→ **PROBLEM TO SOLVE**
Convert every line of the rows below into a JSON list of strings, one string per line, omitting blank lines and leaving out the pictures.

───── PROVIDED MATERIAL ─────

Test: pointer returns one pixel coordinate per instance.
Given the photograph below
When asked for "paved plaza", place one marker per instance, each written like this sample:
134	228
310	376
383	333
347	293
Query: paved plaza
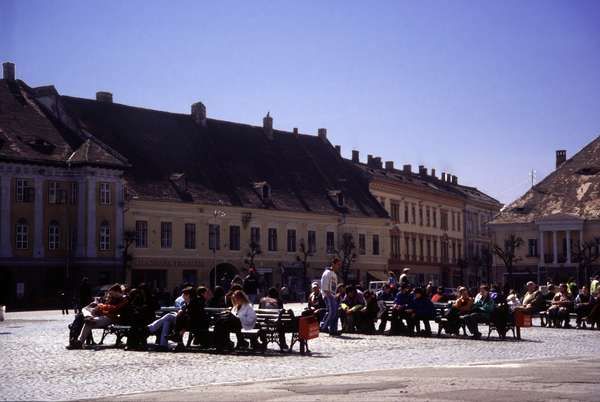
35	364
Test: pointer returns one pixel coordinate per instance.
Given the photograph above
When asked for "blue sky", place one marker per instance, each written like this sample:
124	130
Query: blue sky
484	90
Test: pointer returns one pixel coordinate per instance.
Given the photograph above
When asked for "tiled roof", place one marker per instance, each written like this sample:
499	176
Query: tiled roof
572	189
28	133
430	183
175	159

─────

→ **RESULT OF THIS TASK**
[
  "Test: pointer returns one pixel coordinate per instance.",
  "Given the photograph below",
  "When asked for \"paved plaza\", place one marker per instance, each written like this sample:",
  "134\t228",
  "310\t376",
  "383\t333",
  "347\t293",
  "Query: paved plaza",
  "35\t364",
  "Test: pointer returns one pixel coordinate per instance.",
  "Given the photograph above",
  "When asked for \"blue sky\", place one marker per instance, each written like this sample:",
  "124\t130",
  "Query: blue sky",
  "484\t90",
  "Test: pointer returns one pixel coordinate per instance.",
  "Given the photograph above",
  "When asked for \"tiled roof\", place one marker per instance, each written like this sample:",
  "499\t176",
  "Query: tiled roof",
  "572\t189",
  "28\t133",
  "430\t183",
  "175\t159"
]